*** Dataset records

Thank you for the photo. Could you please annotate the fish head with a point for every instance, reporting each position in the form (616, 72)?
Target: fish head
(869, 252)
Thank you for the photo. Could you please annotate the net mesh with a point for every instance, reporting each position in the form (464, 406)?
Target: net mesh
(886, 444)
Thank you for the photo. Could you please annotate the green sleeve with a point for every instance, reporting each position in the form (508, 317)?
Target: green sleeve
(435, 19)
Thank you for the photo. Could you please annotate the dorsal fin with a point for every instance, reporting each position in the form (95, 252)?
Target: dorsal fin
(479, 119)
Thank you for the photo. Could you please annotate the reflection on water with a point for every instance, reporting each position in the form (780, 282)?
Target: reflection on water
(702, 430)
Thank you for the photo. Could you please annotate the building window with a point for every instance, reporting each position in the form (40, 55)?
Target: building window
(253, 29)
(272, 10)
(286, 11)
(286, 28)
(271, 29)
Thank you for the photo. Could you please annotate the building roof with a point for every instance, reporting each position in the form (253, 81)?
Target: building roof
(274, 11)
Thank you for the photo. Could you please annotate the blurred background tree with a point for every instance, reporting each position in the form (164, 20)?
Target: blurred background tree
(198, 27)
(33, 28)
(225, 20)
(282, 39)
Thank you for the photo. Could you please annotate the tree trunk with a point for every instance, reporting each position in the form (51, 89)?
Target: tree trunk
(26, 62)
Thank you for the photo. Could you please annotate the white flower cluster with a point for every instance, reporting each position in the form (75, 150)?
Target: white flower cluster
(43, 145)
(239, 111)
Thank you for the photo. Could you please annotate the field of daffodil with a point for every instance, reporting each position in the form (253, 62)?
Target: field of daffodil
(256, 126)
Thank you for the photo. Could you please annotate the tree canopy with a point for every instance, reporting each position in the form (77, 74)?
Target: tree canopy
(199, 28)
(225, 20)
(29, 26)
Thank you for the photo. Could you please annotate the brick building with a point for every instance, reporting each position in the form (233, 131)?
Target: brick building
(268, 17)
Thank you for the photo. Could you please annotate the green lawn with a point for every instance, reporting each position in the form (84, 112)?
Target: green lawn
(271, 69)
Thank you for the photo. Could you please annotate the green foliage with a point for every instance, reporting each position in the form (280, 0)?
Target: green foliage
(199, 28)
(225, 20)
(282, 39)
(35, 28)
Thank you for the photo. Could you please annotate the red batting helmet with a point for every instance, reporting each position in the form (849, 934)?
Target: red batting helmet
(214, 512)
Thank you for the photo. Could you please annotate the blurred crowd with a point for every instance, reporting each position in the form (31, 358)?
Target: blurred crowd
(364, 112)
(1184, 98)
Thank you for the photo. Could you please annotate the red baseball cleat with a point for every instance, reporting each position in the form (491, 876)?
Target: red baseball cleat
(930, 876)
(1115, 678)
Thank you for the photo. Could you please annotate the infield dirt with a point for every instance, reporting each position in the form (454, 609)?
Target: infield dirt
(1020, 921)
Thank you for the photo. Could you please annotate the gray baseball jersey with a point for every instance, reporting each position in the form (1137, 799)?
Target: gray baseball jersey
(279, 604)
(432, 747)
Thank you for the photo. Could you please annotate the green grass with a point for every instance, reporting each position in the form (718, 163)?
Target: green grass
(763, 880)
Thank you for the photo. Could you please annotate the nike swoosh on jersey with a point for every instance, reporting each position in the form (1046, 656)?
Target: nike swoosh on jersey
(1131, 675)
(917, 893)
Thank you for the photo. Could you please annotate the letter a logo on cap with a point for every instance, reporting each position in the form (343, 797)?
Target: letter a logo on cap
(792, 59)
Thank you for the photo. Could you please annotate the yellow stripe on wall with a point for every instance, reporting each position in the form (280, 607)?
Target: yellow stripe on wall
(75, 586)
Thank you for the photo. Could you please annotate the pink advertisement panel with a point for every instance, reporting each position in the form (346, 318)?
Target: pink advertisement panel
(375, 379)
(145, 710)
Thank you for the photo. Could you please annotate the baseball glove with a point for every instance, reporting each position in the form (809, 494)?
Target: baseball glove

******

Repeat the lines from the one containing "Thank you for the photo. Could you please annotate the gray" through the end of the listing, exactly and without any other lines; both ends are included.

* **Answer below**
Thank you for the photo. Could you please annotate the gray baseball jersey with a point for every instance, reporting each position in the form (1137, 799)?
Target: gray baseball jersey
(279, 604)
(432, 747)
Thank you for the photo. Could you please annotate the green grass with a point for every instance, reporting each position in the form (718, 163)?
Target: green grass
(763, 880)
Thank you for the photo. Could you please annotate the nike swoosh on jersey with a point for every instance, reporting each position in the form (1046, 656)?
Target: nike swoosh on jersey
(1131, 675)
(917, 893)
Thank you for the photo. Could you please annotate the letter a logo on cap with a point for every instance, reporting each position in the form (343, 797)?
Target: letter a logo on cap
(792, 59)
Thank you for the photo. Could you please annotate the yellow stripe on wall with a point for every instance, reporting each position in the form (280, 607)?
Target: yellow stripe on wall
(75, 586)
Thank you for the photo. Could you please annotate the pink advertisement panel with a point for every instance, reporting each position in the form (346, 318)?
Target: pink advertisement panel
(375, 379)
(145, 710)
Thank you for the photo. Could you please annotate the baseball glove with a point for every instance, reporting each position in the form (809, 494)?
Target: baseball glove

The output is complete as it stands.